**Task requirements:**
Could you repeat, word for word, only the lines from the one containing "Tag snow-covered ground." through the final line of the records below?

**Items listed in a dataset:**
········

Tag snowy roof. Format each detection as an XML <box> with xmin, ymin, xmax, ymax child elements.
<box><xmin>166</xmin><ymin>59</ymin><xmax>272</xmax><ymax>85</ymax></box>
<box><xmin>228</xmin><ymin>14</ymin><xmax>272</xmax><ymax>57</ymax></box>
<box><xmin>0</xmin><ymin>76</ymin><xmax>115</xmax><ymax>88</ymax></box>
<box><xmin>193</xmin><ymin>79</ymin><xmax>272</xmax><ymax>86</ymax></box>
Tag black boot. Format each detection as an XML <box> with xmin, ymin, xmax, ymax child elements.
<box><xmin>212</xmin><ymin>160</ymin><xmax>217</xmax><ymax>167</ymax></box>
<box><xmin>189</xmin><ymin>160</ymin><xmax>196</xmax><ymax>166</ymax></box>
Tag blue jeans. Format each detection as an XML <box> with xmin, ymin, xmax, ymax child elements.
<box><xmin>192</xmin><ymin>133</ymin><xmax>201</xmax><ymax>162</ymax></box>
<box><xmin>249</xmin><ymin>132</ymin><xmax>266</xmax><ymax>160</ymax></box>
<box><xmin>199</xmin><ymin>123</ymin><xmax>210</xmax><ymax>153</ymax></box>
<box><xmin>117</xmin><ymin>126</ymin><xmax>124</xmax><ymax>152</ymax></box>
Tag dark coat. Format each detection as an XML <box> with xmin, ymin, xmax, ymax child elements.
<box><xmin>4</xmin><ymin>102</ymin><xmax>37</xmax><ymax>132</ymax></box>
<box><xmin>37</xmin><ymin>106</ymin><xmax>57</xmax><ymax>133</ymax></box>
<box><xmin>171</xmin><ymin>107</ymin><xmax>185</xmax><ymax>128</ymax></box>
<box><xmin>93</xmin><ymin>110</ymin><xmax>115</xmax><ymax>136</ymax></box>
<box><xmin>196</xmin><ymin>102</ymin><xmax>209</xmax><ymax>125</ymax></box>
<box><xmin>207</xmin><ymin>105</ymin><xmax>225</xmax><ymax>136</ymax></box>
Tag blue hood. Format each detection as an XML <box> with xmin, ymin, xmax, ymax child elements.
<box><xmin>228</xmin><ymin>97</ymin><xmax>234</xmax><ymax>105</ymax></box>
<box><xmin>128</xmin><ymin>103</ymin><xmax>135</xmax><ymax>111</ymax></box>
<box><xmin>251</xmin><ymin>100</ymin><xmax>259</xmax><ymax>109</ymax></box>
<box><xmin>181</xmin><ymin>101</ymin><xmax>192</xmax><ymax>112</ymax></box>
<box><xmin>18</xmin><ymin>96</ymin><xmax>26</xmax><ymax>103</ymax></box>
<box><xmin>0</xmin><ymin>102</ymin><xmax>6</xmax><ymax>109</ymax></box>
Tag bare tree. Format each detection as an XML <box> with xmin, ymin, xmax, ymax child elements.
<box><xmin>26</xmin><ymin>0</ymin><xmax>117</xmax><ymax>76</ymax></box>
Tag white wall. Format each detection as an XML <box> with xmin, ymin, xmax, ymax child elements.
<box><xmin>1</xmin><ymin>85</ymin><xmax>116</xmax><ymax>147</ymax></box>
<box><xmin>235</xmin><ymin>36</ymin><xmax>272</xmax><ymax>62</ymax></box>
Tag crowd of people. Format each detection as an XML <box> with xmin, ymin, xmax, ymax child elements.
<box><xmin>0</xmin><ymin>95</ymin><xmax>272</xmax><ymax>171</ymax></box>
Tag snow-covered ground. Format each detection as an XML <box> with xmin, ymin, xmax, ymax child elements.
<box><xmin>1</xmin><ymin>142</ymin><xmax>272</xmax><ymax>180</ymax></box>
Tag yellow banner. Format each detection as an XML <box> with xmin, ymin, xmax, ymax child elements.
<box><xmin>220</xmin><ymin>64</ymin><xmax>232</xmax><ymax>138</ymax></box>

········

**Task output:**
Tag snow-covered ground. Format each detection as an XML <box> with xmin, ymin, xmax, ymax child elements.
<box><xmin>1</xmin><ymin>142</ymin><xmax>272</xmax><ymax>180</ymax></box>
Tag yellow banner. Format each detection as an XML <box> with xmin, ymin, xmax, ymax child elements.
<box><xmin>220</xmin><ymin>64</ymin><xmax>232</xmax><ymax>138</ymax></box>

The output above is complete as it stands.